▸ **DAFTAR TUGAS**:
a - Tolong jawab pertanyaan berikut berdasarkan teks tentang kedatangan di Gunung Batu Besar.
(i) Siapa yang menjemput tokoh "saya" dan Fakhmi?
(ii) Berapa jumlah kamar tidur di rumah kayu itu?
(iii) Warna apa saja yang mendominasi semua yang berbau kedinasan di kabupaten ini?
b - Teruskan teks tentang kedatangan di Gunung Batu Besar, mulai setelah kalimat terakhir yang ditampilkan.

▸ **TEKS PILIHAN**:
Di belakang rumah dinas Sumber: koleksi pribadi |
Akhirnya saya menginjakan kaki di wilayah Gunung Batu Besar
untuk pertama kalinya dengan kepala pening dan perut yang tak bersahabat. Di
dermaga, angin berhembus kencang. Dingin menyelinap masuk ke kantong-kantong
jaket dan celana saya yang hanya berisi secarik tiket kapal, dan dua uang uang
sepuluh ribu rupiah.
Saya dan Fakhmi dijemput oleh Said. Orang itu, dari caranya
tersenyum dan bicara, seperti tidak asing bagi saya. Ia staf administrasi Puskesmas
Gunung Batu Besar yang ditugaskan mengantar kami ke rumah dinas untuk
beristirahat. Saya pikir, dengan segala barang bawaan yang cukup berat, ada
motor yang bisa digunakan untuk mengangkut kami dari pelabuhan ke rumah. Namun,
ya begitu. Berharap banyak di sebuah daerah pelosok, seperti mengharapkan negara
bersedia menuntaskan pelanggaran HAM di republik ini.
Sebuah rumah kayu bergaya retro tahun 90an, dengan tiga
kamar tidur dan satu kamar mandi, yang terletak di barisan pertama di semacam
komplek rumah dinas puskesmas, menjadi tempat tinggal saya. Cat rumah itu
nyaris seluruhnya terkelupas. Warna putih dan hijau masih tampak terlihat meski
lebih banyak yang memudar dihantam sinar UV dan hujan. Putih dan hijau
terbilang aneh mengingat semua yang berbau kedinasan di kabupaten ini, didominasi
kuning dan hijau. Warna kuning yang agaknya persis seperti warna partai
penguasa di masa Orde Baru dan hijau yang melambangkan entah partai yang mana.

▸ **CUPLIKAN DATA**:

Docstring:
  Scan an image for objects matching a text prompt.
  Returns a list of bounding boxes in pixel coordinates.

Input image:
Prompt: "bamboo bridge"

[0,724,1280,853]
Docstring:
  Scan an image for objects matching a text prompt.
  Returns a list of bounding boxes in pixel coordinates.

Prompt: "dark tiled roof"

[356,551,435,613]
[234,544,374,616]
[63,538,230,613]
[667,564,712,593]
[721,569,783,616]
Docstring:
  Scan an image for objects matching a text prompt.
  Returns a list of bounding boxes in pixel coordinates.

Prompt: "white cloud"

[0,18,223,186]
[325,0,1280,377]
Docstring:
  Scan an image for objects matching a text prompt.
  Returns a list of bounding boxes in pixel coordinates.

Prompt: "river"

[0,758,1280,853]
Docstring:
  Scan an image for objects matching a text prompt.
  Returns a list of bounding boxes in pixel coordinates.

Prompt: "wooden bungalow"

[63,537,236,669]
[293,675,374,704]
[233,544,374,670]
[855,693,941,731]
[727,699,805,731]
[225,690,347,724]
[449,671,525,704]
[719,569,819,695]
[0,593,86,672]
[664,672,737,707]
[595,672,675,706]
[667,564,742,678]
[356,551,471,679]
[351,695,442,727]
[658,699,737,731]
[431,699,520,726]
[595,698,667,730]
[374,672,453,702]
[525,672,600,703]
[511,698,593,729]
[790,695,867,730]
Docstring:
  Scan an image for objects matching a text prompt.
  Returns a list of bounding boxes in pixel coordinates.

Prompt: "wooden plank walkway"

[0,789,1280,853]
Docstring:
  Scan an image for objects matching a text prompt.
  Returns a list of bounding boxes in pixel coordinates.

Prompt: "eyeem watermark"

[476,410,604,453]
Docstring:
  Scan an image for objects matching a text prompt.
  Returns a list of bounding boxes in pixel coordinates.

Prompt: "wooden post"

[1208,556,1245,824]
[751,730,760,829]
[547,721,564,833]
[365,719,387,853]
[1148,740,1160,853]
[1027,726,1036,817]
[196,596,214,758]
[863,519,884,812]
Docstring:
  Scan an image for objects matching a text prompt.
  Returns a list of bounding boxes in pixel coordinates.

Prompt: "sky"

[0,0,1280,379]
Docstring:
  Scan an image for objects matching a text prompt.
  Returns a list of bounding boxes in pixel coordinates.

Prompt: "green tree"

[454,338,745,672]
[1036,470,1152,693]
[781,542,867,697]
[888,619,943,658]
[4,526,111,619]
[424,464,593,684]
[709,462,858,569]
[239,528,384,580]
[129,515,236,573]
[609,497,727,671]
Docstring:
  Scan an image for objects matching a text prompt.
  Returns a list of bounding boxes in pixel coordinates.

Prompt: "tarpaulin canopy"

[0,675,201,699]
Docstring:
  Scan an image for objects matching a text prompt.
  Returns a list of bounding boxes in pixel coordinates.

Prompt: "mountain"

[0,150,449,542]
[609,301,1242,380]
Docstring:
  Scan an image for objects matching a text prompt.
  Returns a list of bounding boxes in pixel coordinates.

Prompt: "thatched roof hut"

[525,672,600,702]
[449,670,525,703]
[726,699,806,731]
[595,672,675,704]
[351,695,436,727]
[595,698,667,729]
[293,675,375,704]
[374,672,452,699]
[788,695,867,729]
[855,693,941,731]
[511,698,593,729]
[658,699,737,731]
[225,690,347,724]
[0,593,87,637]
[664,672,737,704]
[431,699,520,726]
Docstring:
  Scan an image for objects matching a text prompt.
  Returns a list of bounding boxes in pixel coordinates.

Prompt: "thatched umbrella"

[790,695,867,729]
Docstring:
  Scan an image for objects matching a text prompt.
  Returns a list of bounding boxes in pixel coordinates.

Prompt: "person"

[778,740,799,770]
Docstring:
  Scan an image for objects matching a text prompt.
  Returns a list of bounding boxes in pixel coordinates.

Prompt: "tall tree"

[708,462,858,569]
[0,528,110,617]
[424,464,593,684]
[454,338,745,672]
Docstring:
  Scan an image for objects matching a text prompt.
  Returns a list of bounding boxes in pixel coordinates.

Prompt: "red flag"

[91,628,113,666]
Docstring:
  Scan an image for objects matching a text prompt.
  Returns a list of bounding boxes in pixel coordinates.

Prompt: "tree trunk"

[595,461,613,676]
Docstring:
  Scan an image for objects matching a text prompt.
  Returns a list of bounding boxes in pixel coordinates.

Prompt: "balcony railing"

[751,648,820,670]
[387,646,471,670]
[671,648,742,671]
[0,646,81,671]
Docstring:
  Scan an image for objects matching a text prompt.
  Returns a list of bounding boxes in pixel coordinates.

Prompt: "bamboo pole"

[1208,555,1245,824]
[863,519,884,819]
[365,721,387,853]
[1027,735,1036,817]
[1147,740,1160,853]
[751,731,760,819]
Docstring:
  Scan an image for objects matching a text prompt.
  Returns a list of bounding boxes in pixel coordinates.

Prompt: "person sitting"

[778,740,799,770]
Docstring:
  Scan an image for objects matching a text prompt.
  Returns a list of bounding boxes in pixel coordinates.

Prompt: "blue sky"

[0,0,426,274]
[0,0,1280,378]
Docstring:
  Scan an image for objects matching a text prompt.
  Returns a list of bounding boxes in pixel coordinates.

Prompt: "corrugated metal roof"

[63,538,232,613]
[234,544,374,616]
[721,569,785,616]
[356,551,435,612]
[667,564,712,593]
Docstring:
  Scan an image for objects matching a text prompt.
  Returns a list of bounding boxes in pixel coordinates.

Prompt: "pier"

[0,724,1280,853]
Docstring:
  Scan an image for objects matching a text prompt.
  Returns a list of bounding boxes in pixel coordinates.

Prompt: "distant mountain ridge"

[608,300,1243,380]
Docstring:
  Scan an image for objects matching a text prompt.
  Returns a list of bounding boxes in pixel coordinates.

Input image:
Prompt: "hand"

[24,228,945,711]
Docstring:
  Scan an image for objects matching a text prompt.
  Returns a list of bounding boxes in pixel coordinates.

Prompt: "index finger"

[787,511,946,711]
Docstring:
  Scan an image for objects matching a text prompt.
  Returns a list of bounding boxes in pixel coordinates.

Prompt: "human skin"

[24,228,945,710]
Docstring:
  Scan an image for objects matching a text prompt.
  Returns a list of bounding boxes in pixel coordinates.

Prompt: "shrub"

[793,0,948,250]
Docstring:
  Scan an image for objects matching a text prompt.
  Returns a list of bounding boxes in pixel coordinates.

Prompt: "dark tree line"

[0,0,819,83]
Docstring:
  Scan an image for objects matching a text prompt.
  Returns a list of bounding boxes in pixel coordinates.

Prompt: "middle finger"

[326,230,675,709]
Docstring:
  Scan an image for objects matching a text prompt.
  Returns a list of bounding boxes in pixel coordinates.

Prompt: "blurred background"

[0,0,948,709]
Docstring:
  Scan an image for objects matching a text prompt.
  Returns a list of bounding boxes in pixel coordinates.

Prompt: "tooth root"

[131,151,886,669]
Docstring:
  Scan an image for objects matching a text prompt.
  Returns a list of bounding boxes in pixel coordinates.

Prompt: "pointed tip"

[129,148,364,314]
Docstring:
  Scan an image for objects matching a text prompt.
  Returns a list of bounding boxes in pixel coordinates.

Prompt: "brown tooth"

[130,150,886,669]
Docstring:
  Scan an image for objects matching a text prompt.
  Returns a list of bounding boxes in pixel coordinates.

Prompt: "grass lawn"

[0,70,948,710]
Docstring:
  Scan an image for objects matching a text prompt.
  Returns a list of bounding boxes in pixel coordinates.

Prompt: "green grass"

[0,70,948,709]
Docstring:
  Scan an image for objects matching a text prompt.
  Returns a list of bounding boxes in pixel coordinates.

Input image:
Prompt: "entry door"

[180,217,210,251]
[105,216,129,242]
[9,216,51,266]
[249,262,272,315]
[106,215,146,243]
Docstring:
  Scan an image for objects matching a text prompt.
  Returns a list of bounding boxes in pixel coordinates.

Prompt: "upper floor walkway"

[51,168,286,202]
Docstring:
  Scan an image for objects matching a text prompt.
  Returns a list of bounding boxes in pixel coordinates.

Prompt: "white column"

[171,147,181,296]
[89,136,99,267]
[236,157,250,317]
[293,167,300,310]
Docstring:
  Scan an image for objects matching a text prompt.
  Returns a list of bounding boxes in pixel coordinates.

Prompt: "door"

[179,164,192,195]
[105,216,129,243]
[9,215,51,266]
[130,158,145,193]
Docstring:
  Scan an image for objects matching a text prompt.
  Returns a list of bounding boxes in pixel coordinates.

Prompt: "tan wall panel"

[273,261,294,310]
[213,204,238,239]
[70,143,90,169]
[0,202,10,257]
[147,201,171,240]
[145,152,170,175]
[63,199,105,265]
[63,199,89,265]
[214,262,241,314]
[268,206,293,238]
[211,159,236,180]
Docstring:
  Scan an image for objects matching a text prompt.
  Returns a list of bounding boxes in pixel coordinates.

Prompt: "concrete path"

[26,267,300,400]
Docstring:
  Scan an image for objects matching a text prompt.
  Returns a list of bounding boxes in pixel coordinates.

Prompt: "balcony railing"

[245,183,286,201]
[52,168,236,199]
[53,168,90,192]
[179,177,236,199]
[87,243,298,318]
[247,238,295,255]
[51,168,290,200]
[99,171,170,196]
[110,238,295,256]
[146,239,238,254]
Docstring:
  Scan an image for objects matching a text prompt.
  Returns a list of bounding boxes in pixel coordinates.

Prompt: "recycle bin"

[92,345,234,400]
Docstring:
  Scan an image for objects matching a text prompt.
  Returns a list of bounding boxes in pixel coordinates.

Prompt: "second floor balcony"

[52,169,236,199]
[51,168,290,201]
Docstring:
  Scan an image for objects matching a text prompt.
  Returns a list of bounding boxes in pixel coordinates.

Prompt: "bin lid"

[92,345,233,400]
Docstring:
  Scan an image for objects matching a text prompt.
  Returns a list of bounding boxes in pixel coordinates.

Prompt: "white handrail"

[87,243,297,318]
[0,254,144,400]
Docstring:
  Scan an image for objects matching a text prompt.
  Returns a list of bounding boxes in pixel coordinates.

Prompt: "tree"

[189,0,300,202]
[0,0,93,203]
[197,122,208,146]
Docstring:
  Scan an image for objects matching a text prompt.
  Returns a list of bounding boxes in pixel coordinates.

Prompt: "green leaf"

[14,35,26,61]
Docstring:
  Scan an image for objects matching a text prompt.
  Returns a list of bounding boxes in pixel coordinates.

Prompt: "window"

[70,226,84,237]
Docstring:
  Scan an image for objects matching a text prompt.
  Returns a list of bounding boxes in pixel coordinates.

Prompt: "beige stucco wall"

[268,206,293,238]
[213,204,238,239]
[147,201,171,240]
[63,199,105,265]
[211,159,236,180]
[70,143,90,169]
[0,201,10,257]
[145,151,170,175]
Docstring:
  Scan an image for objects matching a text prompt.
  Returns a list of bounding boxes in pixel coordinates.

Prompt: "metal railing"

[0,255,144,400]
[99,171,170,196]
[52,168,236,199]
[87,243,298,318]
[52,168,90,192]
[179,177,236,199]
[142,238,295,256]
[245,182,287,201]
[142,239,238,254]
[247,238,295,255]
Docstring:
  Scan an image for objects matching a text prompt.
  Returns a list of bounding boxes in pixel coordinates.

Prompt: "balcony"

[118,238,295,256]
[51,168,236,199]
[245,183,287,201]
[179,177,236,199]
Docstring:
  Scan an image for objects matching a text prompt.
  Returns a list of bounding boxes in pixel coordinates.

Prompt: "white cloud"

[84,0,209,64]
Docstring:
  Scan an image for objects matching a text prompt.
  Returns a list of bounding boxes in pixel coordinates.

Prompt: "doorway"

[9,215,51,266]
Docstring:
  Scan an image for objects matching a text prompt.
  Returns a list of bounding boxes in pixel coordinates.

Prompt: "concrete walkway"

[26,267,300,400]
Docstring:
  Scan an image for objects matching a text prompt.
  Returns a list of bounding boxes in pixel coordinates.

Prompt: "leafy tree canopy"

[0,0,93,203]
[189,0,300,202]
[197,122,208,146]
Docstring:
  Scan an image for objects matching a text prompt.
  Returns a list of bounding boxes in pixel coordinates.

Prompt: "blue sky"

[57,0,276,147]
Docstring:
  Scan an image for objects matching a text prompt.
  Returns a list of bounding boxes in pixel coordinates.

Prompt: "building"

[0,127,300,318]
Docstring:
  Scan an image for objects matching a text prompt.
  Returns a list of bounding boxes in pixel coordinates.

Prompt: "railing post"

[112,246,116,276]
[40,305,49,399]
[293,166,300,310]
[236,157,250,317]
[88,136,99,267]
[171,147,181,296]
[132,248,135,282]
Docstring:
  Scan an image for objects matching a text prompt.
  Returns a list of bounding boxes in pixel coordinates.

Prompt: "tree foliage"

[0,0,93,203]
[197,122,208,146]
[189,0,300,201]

▸ **JAWABAN LATIHAN**:
a -
(i) Said.
(ii) Tiga kamar tidur.
(iii) Kuning dan hijau.

b -
Bentuk rumah dinas yang bakal saya tempati berbeda dari tiga
rumah lain yang sudah dibetonisasi. Rumahnya semi panggung. Meski dindingnya
kayu, lantainya sudah menggunakan keramik. Barangkali, tukang yang dulu
memasang keramik kekurangan semen sehingga ada bagian lantai yang kopong ketika
diketuk dan mudah pecah ketika diinjak. Rumah dinas ini memiliki teras
minimalis yang sudah saya pikirkan akan dijadikan tempat seperti apa. Lalu, ada
kolong di bawah rumah yang kerap dijadikan anjing dan biawak sebagai lokasi
bersembunyi, beranak-pinak, lalu sesekali berseteru berebut kekuasaan terhadap
lahan seperti para politkus di ibukota.
Saya dan Fakhmi kemudian diantar menuju kamar berukuran kurang
lebih 3x2 meter dengan satu jendela terbuka. Ukuran itu agaknya cukup sempit
untuk ditempati dua orang. Syukurnya, ada kasur Keropi hijau yang tampak lucu
dan menggemaskan di sana. Lengkap dengan dua bantal dan dua guling dengan
desain yang senada. Cat bagian dalam kamar berwarna mirip Nutri Sari yang
kebanyakan air putih. Oranye yang sudah pudar. Meski ada tiga buah kamar, hanya
dua yang bisa digunakan. Satu dijadikan gudang berisi perabotan, satu untuk
Said, dan satu lagi untuk saya dan Fakhmi.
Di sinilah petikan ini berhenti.